● Given task 1
Write out the article below about the Lakers' injuries word for word, in full.

● Selection
— BEGIN —

Sports

Austin Reaves Nears Return To Lakers Lineup As Luka Doncic Sidelined Indefinitely

The Los Angeles Lakers took Game 1, but they are far from comfortable heading into Tuesday night. Back home at Crypto.com Arena, the Lakers prepare for Game 2 against the Houston Rockets in their 2026 first-round playoff series.

As the West's No. 4 seed, Los Angeles handled the fifth-seeded Rockets 107-98 on Sunday, and they carry a 24-16 all-time postseason record in this matchup into the next one. The win was good. The injury picture surrounding it, not so much.

Both Luka Doncic and Austin Reaves sat out Game 1, and neither has a clear return date. That pushed LeBron James into a heavier load at 41 years old. He held up well, posting 19 points on efficient shooting, 13 assists and eight rebounds across 38 minutes. The Lakers got the result, but leaning that heavily on LeBron every night is a balance that has its limits.

— END —

● Given task 2
Pick out every line in the records below that contains the string "foliage", and copy each one. Treat uppercase and lowercase as different when matching.

[Photo-based point labeling records]
— BEGIN —

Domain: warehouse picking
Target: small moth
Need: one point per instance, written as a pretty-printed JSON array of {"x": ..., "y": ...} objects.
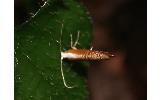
[
  {"x": 80, "y": 54},
  {"x": 83, "y": 54}
]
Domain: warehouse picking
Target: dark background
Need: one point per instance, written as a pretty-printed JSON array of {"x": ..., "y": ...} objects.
[{"x": 119, "y": 26}]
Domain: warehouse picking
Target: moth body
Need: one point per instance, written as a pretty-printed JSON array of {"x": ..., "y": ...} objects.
[{"x": 83, "y": 54}]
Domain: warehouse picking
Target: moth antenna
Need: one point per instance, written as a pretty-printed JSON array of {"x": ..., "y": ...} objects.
[
  {"x": 76, "y": 42},
  {"x": 91, "y": 48},
  {"x": 71, "y": 40},
  {"x": 62, "y": 73},
  {"x": 63, "y": 78}
]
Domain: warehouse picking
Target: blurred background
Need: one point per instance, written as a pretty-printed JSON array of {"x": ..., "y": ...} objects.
[{"x": 119, "y": 26}]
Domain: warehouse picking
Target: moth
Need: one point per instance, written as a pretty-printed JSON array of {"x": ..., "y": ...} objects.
[{"x": 80, "y": 54}]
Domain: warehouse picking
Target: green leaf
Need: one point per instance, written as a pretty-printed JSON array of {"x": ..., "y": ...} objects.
[{"x": 37, "y": 53}]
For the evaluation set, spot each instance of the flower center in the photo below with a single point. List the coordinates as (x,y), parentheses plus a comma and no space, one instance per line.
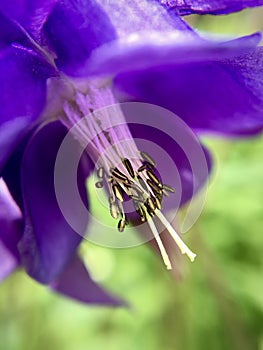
(122,169)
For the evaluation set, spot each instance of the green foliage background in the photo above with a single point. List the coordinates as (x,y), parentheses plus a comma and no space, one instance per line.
(217,305)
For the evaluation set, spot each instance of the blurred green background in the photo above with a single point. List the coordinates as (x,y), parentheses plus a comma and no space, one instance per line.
(218,305)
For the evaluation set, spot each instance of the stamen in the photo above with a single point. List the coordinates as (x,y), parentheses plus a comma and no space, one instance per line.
(99,184)
(169,188)
(145,156)
(153,177)
(182,246)
(100,172)
(121,167)
(114,210)
(118,192)
(129,167)
(164,254)
(119,175)
(121,225)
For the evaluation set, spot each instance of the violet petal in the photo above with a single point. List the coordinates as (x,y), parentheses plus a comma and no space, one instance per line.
(165,48)
(31,14)
(223,96)
(23,77)
(10,232)
(87,27)
(75,282)
(215,7)
(48,241)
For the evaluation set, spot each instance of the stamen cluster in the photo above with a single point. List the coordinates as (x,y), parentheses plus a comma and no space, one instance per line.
(143,187)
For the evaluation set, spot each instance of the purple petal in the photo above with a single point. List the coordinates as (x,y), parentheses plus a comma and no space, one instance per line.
(223,96)
(75,282)
(23,78)
(10,232)
(31,14)
(90,26)
(165,48)
(87,27)
(48,241)
(215,7)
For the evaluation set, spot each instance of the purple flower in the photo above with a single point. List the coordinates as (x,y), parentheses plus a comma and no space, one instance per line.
(60,63)
(216,7)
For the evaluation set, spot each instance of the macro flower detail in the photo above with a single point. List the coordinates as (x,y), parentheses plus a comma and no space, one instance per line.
(62,64)
(186,7)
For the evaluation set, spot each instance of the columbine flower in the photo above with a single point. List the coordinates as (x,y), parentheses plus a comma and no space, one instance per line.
(132,49)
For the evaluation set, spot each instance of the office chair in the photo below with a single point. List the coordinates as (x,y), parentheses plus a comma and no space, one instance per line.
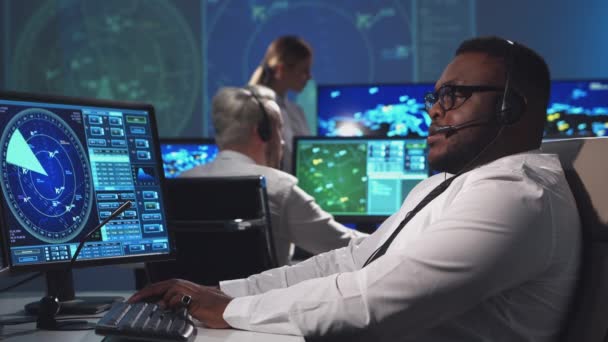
(221,228)
(586,165)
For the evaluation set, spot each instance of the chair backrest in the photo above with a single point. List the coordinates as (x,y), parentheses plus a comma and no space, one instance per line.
(221,228)
(585,161)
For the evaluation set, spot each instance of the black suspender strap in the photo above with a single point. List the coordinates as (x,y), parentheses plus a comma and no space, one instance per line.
(426,200)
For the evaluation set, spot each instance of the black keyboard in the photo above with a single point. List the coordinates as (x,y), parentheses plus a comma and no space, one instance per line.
(146,321)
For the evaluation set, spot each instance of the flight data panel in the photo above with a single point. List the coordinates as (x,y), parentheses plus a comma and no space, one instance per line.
(65,168)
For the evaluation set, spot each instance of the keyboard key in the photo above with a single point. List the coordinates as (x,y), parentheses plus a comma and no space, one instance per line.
(146,321)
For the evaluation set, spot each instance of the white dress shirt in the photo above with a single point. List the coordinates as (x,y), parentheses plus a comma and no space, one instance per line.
(295,216)
(493,258)
(294,124)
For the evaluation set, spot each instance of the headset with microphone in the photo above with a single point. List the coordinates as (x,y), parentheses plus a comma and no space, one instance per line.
(264,126)
(510,105)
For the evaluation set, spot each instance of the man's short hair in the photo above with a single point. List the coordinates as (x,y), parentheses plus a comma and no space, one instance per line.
(235,111)
(529,72)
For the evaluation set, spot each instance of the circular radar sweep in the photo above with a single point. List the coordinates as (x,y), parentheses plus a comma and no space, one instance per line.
(46,176)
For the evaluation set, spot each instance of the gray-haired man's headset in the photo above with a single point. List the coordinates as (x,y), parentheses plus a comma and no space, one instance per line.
(510,105)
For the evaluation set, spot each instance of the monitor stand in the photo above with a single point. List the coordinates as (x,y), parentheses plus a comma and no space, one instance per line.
(61,285)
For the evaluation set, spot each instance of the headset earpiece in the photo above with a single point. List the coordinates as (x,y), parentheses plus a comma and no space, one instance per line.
(510,106)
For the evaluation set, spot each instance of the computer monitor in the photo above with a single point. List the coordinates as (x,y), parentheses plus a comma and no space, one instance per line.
(577,109)
(360,180)
(373,110)
(3,265)
(67,164)
(182,154)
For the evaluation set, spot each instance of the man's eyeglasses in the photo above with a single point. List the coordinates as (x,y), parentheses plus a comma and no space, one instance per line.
(453,96)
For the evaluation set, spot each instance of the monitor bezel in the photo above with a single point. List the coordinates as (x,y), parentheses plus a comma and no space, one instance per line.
(569,80)
(355,219)
(187,141)
(92,102)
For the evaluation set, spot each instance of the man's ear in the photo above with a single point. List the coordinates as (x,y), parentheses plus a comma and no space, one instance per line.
(279,70)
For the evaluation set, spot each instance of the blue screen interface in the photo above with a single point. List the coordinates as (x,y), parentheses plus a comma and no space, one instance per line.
(577,109)
(373,110)
(65,168)
(179,157)
(359,176)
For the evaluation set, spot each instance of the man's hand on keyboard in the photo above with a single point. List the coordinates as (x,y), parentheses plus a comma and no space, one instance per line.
(206,304)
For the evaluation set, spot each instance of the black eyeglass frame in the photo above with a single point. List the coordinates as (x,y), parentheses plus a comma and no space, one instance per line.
(468,90)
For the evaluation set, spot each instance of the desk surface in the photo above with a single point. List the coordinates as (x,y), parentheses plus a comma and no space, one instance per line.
(11,305)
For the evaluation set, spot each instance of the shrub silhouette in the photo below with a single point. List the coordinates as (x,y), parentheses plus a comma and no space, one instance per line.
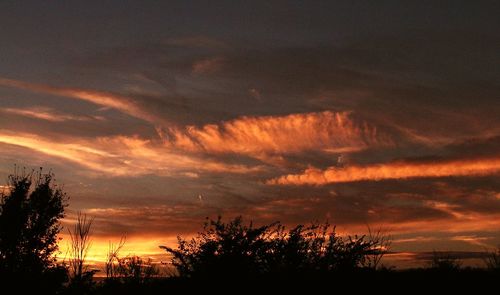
(444,262)
(237,250)
(492,259)
(29,223)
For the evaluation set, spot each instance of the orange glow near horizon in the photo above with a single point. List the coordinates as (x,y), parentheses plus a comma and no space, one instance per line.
(397,170)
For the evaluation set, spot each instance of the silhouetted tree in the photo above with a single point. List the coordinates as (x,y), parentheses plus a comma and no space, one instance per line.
(237,250)
(492,259)
(29,223)
(81,277)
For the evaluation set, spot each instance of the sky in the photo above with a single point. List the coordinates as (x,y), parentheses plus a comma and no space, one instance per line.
(156,114)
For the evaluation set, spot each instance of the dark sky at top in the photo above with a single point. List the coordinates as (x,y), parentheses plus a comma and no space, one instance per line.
(155,114)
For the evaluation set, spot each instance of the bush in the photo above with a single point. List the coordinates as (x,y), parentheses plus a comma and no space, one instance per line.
(237,250)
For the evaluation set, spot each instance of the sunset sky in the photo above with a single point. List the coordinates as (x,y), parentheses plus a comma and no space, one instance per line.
(157,114)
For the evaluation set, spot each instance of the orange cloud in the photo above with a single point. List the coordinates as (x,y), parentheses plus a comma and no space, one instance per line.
(120,155)
(124,104)
(48,114)
(396,170)
(256,136)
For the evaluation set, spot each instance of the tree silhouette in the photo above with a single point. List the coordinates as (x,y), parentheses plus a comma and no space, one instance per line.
(29,223)
(237,250)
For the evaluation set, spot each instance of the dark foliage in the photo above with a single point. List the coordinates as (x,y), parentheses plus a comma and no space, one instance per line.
(29,223)
(237,250)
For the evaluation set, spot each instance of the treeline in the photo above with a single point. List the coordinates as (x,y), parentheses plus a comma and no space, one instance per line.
(223,253)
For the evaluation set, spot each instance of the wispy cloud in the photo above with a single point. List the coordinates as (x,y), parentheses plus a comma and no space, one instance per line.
(48,114)
(121,103)
(256,136)
(395,170)
(120,155)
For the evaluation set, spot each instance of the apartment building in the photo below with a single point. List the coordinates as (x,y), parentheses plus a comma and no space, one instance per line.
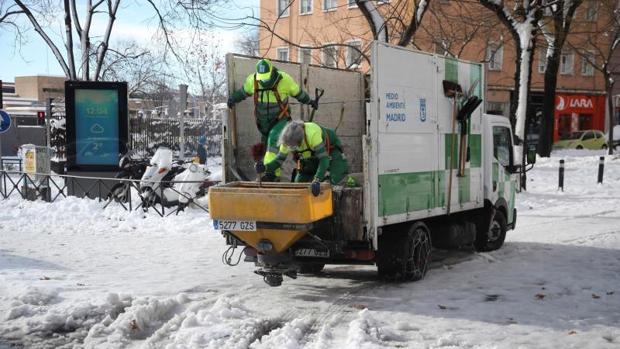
(462,29)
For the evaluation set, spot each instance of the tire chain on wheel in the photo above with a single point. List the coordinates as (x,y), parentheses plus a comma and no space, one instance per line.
(401,266)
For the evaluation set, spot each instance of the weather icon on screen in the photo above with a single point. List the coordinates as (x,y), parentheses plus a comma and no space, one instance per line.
(96,129)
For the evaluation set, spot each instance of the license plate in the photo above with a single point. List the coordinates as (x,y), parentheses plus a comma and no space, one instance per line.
(311,252)
(234,225)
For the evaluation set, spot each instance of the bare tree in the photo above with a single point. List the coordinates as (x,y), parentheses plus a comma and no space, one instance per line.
(456,29)
(249,43)
(137,65)
(598,48)
(93,49)
(396,19)
(521,20)
(555,30)
(204,65)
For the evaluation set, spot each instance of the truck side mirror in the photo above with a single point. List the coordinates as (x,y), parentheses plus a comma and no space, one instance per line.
(531,155)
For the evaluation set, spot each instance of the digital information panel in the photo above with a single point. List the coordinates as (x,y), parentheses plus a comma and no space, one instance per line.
(96,124)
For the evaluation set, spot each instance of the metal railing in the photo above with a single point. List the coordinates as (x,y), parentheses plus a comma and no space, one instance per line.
(51,187)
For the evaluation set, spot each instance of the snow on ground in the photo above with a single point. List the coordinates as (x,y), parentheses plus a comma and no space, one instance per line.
(75,275)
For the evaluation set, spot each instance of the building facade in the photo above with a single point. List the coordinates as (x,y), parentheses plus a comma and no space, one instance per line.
(312,31)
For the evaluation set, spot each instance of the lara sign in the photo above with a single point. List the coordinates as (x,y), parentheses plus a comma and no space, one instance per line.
(564,102)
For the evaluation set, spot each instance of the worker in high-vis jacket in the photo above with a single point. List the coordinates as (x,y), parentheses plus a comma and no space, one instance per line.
(270,88)
(318,152)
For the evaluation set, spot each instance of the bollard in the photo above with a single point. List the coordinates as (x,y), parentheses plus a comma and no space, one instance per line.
(561,176)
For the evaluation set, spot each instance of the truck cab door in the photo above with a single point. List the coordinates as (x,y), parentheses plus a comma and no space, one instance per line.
(503,183)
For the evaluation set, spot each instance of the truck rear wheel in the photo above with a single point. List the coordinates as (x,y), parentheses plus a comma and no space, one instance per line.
(405,257)
(311,268)
(494,237)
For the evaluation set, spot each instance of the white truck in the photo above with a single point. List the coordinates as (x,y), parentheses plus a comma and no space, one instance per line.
(433,170)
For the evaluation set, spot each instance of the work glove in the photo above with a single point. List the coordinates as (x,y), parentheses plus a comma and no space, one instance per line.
(316,187)
(259,166)
(313,104)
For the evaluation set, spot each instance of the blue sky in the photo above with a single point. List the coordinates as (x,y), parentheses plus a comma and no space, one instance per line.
(134,22)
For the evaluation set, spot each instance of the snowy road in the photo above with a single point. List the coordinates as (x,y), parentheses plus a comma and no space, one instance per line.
(74,275)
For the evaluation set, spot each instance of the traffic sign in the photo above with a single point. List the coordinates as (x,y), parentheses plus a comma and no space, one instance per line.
(5,121)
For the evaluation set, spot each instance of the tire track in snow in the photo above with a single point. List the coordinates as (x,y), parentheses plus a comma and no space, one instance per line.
(345,307)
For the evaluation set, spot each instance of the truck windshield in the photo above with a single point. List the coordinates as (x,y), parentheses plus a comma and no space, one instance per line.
(575,135)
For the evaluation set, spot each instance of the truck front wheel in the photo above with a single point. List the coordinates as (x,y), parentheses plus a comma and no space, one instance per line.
(494,237)
(405,257)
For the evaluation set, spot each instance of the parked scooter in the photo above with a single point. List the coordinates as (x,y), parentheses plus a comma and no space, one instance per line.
(130,168)
(177,185)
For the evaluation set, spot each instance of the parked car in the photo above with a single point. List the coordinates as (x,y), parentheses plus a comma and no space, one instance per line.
(587,139)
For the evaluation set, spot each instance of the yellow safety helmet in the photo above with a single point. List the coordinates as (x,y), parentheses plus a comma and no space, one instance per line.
(263,70)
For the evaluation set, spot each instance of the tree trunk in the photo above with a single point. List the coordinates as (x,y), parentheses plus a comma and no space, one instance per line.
(547,124)
(69,43)
(610,105)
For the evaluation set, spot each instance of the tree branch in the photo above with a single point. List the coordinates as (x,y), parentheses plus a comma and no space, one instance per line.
(46,38)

— END —

● Correct answer 1
Sports

Austin Reaves Nears Return To Lakers Lineup As Luka Doncic Sidelined Indefinitely

The Los Angeles Lakers took Game 1, but they are far from comfortable heading into Tuesday night. Back home at Crypto.com Arena, the Lakers prepare for Game 2 against the Houston Rockets in their 2026 first-round playoff series.

As the West's No. 4 seed, Los Angeles handled the fifth-seeded Rockets 107-98 on Sunday, and they carry a 24-16 all-time postseason record in this matchup into the next one. The win was good. The injury picture surrounding it, not so much.

Both Luka Doncic and Austin Reaves sat out Game 1, and neither has a clear return date. That pushed LeBron James into a heavier load at 41 years old. He held up well, posting 19 points on efficient shooting, 13 assists and eight rebounds across 38 minutes. The Lakers got the result, but leaning that heavily on LeBron every night is a balance that has its limits.

● Correct answer 2
For the evaluation set, spot each instance of the green foliage background in the photo above with a single point. List the coordinates as (x,y), parentheses plus a comma and no space, one instance per line.
For the evaluation set, spot each instance of the dark foliage in the photo above with a single point. List the coordinates as (x,y), parentheses plus a comma and no space, one instance per line.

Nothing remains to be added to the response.